=== Problem ===
Copy out all of the material below word for word, including every tag and coordinate line, but leave the pictures out.

=== The data ===
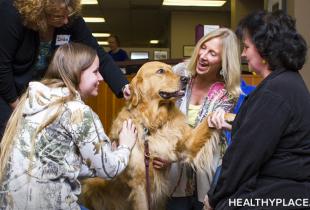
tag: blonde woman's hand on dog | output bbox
[119,119,137,150]
[207,109,232,130]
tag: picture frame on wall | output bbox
[154,50,168,60]
[268,0,286,12]
[183,45,195,57]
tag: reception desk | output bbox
[86,59,262,134]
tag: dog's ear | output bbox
[129,76,142,106]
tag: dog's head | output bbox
[130,61,186,106]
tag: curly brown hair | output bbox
[14,0,81,31]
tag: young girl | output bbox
[0,43,136,209]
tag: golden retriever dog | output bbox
[80,62,232,210]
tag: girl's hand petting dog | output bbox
[119,119,137,149]
[207,109,232,130]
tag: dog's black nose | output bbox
[181,76,189,84]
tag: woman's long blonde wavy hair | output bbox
[14,0,81,31]
[187,28,241,98]
[0,43,97,181]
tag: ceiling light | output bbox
[92,33,111,37]
[150,40,159,44]
[81,0,98,4]
[98,41,109,45]
[163,0,226,7]
[83,17,105,23]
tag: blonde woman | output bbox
[0,0,128,137]
[0,43,136,209]
[154,28,241,210]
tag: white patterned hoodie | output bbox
[0,82,130,210]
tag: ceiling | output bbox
[82,0,230,47]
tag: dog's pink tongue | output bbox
[177,90,185,97]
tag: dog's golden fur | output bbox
[80,62,232,210]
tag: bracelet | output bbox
[117,144,131,152]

=== Result for this exercise ===
tag: blonde woman's hand on dog | output bbox
[119,119,137,150]
[207,109,232,130]
tag: picture frame on wall | output bbox
[154,50,168,60]
[268,0,286,12]
[183,45,195,57]
tag: reception desk | output bbox
[86,59,262,134]
tag: dog's ear | output bbox
[129,76,142,106]
tag: dog's head | output bbox
[130,61,186,106]
tag: curly brown hair | output bbox
[14,0,81,31]
tag: young girl | output bbox
[0,43,136,209]
tag: golden retriever dog | output bbox
[80,62,232,210]
tag: girl's hand petting dog | output bbox
[119,119,137,149]
[207,109,232,130]
tag: dog's black nose | output bbox
[181,76,189,84]
tag: woman's long blonde wavy hair | output bbox
[14,0,81,31]
[187,28,241,98]
[0,43,97,181]
tag: ceiling light | output bbox
[92,33,111,37]
[150,40,159,44]
[81,0,98,4]
[98,41,109,45]
[163,0,226,7]
[83,17,105,23]
tag: blonde woman | output bbox
[0,0,128,137]
[0,43,136,209]
[154,28,241,210]
tag: white patterned hoodie | output bbox
[0,82,130,210]
tag: ceiling | output bbox
[82,0,230,47]
tag: dog's pink tongue | output bbox
[177,90,185,97]
tag: dog's golden fur | output bbox
[80,62,232,210]
tag: bracelet | output bbox
[117,144,131,152]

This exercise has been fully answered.